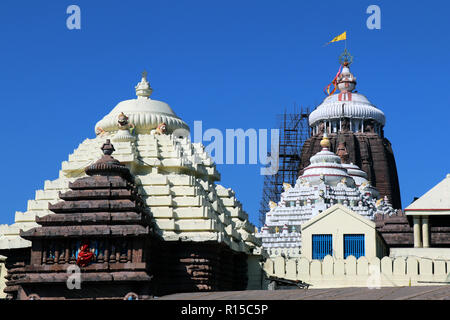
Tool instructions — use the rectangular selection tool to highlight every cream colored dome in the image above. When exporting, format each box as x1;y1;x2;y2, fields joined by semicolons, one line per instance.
95;73;189;133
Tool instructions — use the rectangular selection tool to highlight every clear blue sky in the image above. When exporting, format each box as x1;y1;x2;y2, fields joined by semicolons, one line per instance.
0;0;450;224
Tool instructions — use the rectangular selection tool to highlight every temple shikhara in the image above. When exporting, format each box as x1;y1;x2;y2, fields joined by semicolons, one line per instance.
0;73;260;299
300;52;401;209
257;52;401;257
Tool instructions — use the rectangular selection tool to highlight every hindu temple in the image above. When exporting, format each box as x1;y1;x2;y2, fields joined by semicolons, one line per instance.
257;132;395;257
299;50;401;209
0;72;261;299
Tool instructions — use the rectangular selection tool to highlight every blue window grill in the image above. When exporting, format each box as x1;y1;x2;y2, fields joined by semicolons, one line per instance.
344;234;366;259
312;234;333;260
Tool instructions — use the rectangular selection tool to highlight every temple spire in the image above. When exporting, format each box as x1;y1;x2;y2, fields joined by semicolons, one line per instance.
135;70;153;99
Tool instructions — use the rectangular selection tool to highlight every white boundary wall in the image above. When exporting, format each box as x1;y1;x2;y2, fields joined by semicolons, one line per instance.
263;256;450;288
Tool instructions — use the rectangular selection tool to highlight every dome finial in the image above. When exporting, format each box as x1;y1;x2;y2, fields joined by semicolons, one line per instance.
135;70;153;99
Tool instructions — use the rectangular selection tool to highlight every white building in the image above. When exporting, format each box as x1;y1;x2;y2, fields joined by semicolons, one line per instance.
256;133;394;257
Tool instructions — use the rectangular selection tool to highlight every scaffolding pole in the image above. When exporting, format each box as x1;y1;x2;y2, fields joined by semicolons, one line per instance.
259;105;310;226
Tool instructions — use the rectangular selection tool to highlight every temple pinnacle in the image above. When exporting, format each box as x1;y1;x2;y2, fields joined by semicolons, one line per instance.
135;70;153;99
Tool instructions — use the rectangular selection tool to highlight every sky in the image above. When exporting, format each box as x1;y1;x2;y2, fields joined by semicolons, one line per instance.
0;0;450;225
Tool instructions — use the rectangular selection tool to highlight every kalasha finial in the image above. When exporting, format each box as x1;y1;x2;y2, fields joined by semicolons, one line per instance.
135;70;153;98
320;132;331;149
339;48;353;67
101;139;116;156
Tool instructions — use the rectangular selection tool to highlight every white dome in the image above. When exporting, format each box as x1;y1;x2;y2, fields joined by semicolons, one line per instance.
300;148;355;187
309;93;386;126
95;97;189;133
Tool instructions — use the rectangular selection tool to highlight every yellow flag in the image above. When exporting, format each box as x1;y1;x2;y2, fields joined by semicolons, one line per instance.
327;31;347;44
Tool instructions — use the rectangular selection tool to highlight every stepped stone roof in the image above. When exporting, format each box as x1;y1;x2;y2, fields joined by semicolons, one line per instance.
0;72;261;253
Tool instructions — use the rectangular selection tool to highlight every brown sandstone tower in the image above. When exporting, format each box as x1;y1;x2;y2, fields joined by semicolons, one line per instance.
299;51;401;209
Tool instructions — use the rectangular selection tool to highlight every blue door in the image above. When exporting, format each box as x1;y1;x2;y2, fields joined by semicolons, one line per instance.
344;234;366;259
312;234;333;260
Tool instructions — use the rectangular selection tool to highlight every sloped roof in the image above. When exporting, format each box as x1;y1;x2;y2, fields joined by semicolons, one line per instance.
302;204;376;231
405;174;450;215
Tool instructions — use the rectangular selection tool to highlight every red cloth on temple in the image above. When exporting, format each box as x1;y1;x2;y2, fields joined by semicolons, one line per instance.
77;241;94;267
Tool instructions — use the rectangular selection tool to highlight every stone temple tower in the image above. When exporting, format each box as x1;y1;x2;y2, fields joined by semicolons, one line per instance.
299;51;401;209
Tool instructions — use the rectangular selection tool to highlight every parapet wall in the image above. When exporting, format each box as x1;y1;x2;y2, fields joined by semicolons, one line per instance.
263;256;450;288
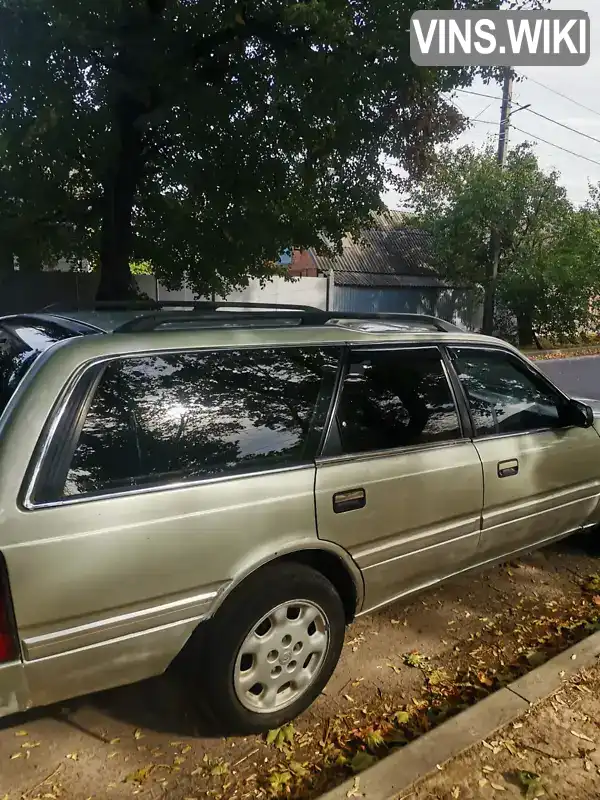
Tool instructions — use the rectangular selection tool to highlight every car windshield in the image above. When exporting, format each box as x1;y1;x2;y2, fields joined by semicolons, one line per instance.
0;317;81;414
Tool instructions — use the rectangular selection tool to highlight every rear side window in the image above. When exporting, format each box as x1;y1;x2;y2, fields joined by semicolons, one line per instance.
47;348;339;497
0;317;78;414
337;348;462;454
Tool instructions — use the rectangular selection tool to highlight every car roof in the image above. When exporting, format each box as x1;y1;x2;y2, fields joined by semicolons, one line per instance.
0;303;506;358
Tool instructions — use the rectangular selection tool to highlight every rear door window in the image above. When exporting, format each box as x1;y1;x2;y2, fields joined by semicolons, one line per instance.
41;347;340;498
337;347;462;454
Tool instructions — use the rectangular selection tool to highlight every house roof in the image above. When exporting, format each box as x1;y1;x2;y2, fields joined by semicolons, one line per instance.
311;211;448;288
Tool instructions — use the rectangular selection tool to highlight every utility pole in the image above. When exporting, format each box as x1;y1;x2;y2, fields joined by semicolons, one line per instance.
483;67;514;336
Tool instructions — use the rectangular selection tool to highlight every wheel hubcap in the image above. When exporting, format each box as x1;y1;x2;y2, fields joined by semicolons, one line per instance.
233;600;329;714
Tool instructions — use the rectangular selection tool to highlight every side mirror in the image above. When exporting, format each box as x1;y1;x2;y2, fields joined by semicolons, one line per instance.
565;400;594;428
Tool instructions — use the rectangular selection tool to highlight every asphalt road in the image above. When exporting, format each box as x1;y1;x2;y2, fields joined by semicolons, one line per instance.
537;356;600;400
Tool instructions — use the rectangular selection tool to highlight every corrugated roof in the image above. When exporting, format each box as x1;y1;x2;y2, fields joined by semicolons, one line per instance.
312;211;448;288
335;269;445;289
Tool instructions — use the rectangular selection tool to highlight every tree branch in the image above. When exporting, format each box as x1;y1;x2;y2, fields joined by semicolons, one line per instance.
192;9;311;83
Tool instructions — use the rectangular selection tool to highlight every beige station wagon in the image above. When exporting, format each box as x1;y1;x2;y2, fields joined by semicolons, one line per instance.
0;303;600;732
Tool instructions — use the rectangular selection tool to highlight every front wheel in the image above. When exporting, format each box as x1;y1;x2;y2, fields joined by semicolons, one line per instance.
198;563;345;734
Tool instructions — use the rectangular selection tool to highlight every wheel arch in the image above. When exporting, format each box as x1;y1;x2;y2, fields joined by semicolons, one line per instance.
206;541;364;624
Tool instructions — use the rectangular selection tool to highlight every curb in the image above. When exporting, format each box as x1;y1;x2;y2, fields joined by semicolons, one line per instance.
320;631;600;800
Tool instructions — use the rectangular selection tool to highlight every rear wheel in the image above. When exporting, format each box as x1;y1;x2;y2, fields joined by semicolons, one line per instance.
198;563;345;733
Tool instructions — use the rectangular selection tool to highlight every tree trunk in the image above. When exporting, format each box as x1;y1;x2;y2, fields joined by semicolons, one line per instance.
517;311;535;347
96;94;145;301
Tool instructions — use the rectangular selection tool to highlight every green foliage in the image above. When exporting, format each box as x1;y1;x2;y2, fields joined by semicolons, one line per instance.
412;145;600;345
129;261;154;275
0;0;540;296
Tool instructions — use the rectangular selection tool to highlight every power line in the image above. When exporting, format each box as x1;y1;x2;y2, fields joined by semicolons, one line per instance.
454;89;502;102
525;108;600;144
512;125;600;167
517;72;600;117
469;119;600;167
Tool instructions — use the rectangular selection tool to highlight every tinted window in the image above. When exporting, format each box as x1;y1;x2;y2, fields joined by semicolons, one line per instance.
64;348;338;495
0;317;81;414
453;349;562;436
338;349;461;453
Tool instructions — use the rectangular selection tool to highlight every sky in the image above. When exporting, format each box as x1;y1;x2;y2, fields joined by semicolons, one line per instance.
384;0;600;208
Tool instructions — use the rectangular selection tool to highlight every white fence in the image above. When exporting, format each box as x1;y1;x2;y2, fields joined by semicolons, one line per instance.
151;275;328;310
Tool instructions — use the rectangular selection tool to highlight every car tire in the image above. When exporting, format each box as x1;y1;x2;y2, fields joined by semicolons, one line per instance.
194;562;346;735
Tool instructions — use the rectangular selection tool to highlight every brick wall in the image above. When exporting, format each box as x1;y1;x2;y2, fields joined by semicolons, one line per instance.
290;250;318;278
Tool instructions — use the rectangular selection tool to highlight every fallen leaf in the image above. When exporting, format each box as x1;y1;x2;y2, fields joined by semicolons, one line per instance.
365;731;385;750
517;770;540;798
266;722;295;750
477;672;494;686
269;771;292;794
404;650;427;667
290;761;309;778
210;761;229;778
125;764;154;783
350;750;377;772
571;731;596;744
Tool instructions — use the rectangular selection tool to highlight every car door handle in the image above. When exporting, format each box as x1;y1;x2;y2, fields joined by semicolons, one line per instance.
498;458;519;478
333;489;367;514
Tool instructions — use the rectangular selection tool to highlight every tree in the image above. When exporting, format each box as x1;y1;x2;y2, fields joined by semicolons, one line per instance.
412;144;600;346
0;0;544;299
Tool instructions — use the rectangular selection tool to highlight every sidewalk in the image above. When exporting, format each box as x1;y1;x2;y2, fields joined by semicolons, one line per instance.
408;666;600;800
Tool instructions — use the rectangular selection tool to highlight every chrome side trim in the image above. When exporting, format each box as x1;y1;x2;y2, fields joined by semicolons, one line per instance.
362;527;481;572
25;615;204;667
481;484;600;534
356;525;584;617
316;438;473;467
23;591;218;649
351;515;481;569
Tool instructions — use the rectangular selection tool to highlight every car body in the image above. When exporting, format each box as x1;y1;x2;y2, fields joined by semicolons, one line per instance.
0;304;600;731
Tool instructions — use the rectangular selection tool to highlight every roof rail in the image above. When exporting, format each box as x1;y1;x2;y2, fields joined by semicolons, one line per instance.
41;299;321;312
113;303;461;333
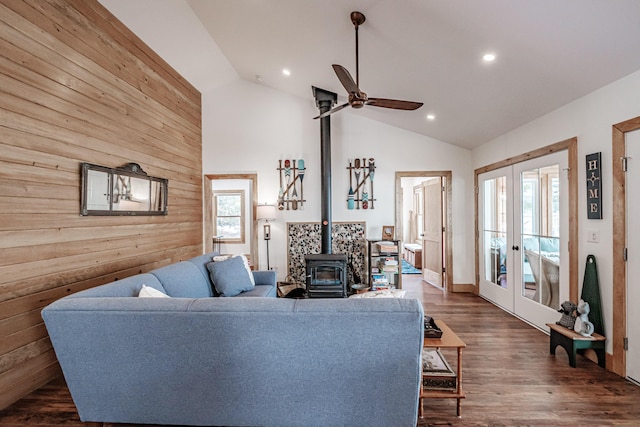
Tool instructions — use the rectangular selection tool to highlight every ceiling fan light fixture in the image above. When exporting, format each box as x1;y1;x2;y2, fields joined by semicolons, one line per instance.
482;53;496;62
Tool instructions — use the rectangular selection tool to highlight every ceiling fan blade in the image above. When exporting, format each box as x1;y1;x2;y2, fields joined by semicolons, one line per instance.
367;98;423;110
314;102;349;119
332;64;360;93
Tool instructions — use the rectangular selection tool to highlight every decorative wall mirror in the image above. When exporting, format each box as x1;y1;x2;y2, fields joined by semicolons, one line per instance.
80;163;169;215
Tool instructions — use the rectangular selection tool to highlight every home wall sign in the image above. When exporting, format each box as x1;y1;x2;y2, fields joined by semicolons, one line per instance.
80;163;169;216
277;159;307;211
587;153;602;219
347;157;376;209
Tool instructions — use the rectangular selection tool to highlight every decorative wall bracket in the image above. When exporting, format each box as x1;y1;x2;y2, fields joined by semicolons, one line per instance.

**THE EXERCISE:** Rewrite the lines from the one containing "highlight every beige" up to and including the one containing "0;303;600;732", replacing "station wagon" with "sedan" and keeping everything else the same.

**TASK RESPONSE:**
Tool instructions — use the rectangular selection tool to highlight every beige sedan in the image above. When exporting, format each box as x1;y1;x2;y2, fields joined by semicolons, one line per instance.
0;303;600;732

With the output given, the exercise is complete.